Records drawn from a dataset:
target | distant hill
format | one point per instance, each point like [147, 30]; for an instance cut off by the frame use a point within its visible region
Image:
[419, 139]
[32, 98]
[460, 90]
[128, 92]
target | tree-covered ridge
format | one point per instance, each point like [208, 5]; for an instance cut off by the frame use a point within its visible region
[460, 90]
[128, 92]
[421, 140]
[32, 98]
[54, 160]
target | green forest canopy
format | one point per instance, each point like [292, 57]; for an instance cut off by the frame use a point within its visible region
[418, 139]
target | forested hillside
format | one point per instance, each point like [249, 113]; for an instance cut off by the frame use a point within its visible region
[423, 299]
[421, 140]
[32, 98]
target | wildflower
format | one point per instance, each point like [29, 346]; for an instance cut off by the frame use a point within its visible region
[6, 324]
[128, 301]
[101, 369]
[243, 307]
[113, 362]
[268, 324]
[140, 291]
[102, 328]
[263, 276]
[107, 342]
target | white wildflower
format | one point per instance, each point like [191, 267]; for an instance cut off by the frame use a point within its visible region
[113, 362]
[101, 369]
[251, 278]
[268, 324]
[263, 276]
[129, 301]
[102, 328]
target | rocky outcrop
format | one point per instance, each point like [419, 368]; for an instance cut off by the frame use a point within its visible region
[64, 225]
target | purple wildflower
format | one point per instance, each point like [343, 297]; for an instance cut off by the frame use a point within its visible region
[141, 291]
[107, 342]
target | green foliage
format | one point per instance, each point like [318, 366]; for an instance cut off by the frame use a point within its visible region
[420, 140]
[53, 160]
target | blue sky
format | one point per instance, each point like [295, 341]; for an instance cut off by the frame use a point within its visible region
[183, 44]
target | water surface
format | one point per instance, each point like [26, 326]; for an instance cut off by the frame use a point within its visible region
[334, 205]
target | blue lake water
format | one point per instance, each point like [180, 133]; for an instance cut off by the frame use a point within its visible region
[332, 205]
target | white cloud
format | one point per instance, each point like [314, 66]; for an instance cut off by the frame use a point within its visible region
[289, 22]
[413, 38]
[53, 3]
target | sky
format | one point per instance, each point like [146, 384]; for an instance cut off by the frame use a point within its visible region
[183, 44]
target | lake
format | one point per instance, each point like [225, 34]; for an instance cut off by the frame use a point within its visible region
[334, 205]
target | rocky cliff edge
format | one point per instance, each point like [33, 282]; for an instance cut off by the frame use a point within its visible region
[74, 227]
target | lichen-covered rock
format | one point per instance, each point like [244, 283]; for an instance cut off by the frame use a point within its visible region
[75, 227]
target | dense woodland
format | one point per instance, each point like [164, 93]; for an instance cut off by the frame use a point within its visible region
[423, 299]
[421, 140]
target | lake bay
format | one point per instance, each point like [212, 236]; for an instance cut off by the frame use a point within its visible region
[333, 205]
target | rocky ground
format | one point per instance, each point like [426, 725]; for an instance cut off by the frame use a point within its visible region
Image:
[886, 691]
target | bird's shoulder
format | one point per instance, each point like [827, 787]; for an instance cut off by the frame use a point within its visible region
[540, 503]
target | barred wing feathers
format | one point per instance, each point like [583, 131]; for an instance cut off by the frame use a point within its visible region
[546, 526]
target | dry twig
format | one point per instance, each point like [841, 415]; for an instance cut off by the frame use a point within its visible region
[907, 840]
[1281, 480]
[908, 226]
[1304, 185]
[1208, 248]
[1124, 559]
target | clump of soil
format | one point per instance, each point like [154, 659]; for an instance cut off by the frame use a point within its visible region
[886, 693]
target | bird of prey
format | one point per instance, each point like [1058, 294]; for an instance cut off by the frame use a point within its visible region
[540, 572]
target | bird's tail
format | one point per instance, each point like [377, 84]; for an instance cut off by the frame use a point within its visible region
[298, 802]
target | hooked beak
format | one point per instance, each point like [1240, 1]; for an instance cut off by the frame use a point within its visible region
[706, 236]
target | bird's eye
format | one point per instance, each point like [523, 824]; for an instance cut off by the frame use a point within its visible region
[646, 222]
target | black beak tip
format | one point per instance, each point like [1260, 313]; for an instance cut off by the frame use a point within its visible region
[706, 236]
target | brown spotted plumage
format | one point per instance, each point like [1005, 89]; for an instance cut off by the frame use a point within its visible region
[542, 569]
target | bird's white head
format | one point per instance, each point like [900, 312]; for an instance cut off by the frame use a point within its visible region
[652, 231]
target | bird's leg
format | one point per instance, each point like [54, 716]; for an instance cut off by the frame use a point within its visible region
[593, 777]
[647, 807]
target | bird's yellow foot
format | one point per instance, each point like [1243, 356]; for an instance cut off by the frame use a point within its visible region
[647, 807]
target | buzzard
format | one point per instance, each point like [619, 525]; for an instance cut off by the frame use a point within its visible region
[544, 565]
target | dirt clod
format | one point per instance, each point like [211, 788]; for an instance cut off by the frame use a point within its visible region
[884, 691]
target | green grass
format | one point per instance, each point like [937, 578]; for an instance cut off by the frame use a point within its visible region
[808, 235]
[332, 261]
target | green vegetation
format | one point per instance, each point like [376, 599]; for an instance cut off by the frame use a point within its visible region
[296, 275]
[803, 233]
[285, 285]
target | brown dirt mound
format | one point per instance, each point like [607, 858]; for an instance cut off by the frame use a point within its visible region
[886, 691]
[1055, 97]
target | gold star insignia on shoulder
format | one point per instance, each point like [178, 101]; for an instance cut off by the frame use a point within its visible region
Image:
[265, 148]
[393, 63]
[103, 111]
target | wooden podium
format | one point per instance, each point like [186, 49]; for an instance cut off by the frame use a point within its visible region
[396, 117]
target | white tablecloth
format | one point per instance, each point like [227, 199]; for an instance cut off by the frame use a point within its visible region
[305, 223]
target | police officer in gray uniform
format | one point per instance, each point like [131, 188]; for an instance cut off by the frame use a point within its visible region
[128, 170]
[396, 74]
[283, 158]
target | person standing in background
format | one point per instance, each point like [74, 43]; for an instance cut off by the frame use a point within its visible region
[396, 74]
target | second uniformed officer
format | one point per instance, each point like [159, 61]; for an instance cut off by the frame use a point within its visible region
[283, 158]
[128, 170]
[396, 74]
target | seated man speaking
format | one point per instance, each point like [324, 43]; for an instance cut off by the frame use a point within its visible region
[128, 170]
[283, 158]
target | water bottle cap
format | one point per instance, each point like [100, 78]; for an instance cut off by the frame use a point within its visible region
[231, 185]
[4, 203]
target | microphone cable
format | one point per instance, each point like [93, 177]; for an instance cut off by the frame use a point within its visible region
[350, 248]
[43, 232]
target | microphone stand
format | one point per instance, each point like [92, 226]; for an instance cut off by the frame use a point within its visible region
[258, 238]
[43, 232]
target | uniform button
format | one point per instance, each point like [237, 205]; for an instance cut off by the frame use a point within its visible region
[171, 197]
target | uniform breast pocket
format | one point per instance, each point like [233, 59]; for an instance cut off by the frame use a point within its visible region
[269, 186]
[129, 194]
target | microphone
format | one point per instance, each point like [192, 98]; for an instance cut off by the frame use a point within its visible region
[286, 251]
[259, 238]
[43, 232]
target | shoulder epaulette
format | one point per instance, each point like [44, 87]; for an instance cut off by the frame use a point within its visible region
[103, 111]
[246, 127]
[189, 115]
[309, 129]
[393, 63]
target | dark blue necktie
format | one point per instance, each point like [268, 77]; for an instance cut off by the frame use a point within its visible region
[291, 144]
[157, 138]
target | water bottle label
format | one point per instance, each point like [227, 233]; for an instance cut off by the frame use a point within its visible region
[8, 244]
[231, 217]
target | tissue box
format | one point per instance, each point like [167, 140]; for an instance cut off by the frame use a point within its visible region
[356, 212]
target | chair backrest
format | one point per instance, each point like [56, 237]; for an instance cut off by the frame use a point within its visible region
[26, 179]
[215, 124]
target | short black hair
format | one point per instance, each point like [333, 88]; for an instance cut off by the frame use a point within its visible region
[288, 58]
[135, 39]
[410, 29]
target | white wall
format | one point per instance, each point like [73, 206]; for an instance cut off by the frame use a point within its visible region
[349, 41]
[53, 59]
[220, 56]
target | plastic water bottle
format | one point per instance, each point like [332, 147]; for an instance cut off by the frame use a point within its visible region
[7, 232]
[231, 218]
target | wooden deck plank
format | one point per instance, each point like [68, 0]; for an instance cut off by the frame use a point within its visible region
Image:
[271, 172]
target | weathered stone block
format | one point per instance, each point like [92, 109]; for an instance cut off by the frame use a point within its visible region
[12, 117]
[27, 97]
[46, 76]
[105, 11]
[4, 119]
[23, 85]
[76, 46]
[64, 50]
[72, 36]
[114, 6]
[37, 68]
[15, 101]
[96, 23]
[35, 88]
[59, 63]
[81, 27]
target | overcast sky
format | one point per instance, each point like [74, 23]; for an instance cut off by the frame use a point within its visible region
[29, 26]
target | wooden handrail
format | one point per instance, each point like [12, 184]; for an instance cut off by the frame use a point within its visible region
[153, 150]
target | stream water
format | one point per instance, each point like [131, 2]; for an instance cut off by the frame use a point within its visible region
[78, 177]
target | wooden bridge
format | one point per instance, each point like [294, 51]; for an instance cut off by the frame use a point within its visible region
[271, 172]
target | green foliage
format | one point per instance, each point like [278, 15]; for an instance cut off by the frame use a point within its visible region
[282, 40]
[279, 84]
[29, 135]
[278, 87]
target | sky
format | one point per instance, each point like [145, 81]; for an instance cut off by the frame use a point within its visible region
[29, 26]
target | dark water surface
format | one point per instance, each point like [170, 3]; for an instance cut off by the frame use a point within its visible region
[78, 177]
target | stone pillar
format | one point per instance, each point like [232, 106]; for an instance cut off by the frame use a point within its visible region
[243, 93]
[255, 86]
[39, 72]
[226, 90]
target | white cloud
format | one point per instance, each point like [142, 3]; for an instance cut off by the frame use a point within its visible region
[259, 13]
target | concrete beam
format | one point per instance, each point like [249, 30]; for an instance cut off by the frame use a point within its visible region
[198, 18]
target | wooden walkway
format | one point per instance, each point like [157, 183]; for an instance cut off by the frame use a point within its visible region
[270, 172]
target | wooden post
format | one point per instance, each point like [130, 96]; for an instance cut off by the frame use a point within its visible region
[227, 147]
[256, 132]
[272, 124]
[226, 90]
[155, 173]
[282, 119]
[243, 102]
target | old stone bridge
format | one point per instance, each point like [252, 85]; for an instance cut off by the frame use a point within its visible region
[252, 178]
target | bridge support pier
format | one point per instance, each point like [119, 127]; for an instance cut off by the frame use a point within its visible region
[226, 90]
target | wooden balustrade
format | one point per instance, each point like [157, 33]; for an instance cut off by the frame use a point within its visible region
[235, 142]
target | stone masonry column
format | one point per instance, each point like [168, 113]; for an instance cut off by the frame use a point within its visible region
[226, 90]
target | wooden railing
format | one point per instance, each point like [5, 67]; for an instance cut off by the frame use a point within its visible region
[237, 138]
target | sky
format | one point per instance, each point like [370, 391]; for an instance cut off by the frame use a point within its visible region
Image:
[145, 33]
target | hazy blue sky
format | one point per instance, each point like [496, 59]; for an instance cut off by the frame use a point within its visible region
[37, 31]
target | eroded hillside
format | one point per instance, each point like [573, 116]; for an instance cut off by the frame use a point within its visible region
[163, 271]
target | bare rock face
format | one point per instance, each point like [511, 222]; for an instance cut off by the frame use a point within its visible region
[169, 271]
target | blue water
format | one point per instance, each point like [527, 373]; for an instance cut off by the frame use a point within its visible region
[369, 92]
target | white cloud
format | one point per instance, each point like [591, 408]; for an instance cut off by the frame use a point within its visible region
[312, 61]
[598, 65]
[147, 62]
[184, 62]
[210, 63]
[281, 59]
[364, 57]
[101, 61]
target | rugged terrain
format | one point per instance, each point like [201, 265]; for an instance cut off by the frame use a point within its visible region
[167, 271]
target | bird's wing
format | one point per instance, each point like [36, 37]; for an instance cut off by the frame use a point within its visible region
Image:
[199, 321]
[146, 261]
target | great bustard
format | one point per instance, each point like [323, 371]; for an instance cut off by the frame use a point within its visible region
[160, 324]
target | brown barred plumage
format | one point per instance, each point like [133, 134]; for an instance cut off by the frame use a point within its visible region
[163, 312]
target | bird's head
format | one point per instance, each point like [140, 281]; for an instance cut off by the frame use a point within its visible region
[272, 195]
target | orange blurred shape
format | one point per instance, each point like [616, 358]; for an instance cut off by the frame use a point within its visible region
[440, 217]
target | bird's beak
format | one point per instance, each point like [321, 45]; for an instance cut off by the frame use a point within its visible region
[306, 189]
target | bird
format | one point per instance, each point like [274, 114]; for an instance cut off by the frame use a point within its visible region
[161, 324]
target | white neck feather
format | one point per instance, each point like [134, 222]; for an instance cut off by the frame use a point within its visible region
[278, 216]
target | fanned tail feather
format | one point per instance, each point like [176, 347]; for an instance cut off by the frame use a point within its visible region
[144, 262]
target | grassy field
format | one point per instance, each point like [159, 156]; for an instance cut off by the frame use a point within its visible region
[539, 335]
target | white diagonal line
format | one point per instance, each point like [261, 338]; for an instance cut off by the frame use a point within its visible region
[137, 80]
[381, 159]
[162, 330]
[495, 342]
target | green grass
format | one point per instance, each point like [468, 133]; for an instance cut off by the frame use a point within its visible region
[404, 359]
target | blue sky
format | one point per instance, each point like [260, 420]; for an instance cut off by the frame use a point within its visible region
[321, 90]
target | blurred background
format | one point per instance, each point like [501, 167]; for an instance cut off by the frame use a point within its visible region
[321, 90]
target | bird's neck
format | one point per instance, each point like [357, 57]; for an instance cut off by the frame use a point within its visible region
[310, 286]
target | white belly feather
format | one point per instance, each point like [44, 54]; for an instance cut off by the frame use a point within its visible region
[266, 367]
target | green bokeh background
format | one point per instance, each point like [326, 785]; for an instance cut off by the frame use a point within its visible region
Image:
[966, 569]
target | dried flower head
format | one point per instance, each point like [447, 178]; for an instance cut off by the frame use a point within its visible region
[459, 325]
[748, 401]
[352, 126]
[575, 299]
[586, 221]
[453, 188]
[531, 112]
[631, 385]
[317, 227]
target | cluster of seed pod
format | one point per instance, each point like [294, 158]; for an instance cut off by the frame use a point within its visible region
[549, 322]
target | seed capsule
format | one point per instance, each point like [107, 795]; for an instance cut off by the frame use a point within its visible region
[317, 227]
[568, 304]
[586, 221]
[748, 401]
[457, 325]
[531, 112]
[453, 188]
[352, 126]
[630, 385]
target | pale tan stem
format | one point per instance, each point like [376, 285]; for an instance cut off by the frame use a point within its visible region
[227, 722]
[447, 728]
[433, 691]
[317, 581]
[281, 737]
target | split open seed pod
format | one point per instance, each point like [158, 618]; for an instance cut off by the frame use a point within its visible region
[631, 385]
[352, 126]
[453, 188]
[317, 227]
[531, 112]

WORK TASK: Stop after the line containing "target | tree-covered ridge": print exactly the lines from the start of the entries above up to it, that line included.

RESPONSE:
target | distant hill
format | one point per instance, each point like [147, 30]; for an instance cut off by the frame use a point within its visible region
Image:
[419, 139]
[32, 98]
[460, 90]
[128, 92]
target | tree-covered ridge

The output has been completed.